- [Brief]: Return each row below that contains the word "blue", treating uppercase and lowercase as different.

- [Excerpted records]:
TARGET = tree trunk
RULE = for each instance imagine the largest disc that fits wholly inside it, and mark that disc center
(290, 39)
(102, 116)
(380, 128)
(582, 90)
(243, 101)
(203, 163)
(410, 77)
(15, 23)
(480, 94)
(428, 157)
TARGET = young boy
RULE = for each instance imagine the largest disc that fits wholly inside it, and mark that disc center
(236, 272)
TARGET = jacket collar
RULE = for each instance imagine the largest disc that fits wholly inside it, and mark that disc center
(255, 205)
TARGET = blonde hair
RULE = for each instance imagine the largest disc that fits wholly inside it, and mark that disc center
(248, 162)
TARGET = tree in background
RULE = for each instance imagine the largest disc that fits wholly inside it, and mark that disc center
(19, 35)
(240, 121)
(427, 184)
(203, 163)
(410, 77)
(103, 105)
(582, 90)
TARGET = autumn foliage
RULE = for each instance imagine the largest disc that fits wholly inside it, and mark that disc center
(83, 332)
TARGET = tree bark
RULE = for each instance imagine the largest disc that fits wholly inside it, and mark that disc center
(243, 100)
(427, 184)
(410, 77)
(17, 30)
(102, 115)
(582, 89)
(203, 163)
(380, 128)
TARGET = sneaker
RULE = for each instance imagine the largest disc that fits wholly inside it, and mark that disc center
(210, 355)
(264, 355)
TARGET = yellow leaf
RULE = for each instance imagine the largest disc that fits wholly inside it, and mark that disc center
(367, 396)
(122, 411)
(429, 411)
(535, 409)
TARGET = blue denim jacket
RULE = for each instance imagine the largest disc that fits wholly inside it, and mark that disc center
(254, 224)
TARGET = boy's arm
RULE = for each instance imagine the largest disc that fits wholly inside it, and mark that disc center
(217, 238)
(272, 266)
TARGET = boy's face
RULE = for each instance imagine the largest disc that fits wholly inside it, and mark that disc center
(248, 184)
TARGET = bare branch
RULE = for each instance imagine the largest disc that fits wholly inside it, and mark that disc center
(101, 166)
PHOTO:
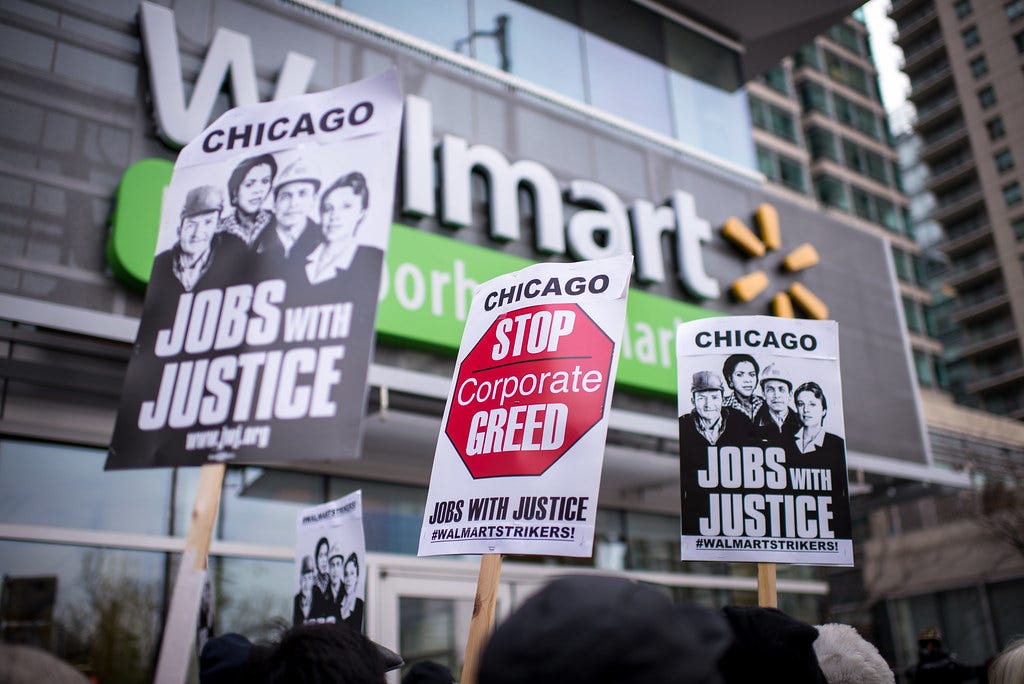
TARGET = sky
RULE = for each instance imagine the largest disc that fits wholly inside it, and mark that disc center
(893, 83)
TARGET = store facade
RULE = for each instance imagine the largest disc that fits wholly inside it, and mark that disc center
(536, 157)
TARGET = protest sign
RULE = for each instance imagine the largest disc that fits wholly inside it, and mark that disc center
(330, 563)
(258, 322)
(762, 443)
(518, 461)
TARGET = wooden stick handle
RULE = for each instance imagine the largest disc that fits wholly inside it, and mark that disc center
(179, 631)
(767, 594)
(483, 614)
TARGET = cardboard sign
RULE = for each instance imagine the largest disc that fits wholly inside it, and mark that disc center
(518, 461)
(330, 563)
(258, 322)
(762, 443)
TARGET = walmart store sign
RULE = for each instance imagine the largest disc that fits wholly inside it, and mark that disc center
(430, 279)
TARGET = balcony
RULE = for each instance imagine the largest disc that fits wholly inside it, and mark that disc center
---
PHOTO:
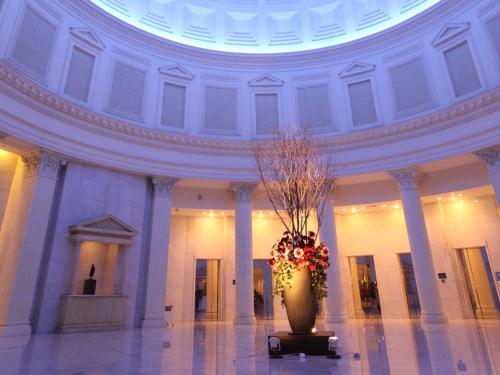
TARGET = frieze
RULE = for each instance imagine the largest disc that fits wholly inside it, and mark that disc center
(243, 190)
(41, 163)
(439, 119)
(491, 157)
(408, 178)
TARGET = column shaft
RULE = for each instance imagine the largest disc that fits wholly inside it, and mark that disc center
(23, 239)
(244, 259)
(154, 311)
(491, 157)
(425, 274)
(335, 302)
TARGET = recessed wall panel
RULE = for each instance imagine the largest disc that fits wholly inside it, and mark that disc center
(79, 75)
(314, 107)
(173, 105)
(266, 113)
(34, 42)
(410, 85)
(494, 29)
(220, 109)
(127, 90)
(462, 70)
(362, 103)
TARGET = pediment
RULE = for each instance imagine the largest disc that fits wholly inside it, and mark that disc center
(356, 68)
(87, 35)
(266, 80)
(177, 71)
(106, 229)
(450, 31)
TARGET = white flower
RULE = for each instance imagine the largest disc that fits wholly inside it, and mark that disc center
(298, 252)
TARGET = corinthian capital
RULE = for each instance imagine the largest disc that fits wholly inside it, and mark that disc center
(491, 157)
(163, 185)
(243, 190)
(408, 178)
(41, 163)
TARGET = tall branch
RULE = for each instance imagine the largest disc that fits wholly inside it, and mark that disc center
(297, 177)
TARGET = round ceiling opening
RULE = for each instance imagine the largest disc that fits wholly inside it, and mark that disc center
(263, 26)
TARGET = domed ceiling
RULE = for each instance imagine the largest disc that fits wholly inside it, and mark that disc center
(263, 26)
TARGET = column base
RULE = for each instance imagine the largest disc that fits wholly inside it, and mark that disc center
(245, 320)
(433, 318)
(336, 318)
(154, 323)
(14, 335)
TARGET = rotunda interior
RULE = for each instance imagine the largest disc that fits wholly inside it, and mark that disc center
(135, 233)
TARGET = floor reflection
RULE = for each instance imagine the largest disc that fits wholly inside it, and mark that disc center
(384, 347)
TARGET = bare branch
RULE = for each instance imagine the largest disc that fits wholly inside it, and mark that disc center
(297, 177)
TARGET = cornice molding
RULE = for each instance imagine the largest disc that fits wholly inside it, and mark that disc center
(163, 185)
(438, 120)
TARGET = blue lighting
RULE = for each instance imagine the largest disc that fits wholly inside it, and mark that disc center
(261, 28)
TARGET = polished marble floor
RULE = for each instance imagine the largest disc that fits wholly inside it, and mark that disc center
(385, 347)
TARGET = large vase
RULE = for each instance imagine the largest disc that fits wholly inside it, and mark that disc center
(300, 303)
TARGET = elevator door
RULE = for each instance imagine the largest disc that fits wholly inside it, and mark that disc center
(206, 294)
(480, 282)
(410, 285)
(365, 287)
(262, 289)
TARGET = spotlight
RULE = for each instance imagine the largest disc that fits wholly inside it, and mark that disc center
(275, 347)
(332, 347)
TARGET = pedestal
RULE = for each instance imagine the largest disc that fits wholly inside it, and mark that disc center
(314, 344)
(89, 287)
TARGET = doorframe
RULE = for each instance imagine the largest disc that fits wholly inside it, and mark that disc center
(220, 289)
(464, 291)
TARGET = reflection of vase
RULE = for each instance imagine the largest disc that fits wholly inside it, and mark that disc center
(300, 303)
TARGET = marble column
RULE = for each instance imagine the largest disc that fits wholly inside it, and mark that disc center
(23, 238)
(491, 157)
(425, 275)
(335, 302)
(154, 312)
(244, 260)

- [Worked answer]:
TARGET = blue denim jacket
TARGET = blue lighting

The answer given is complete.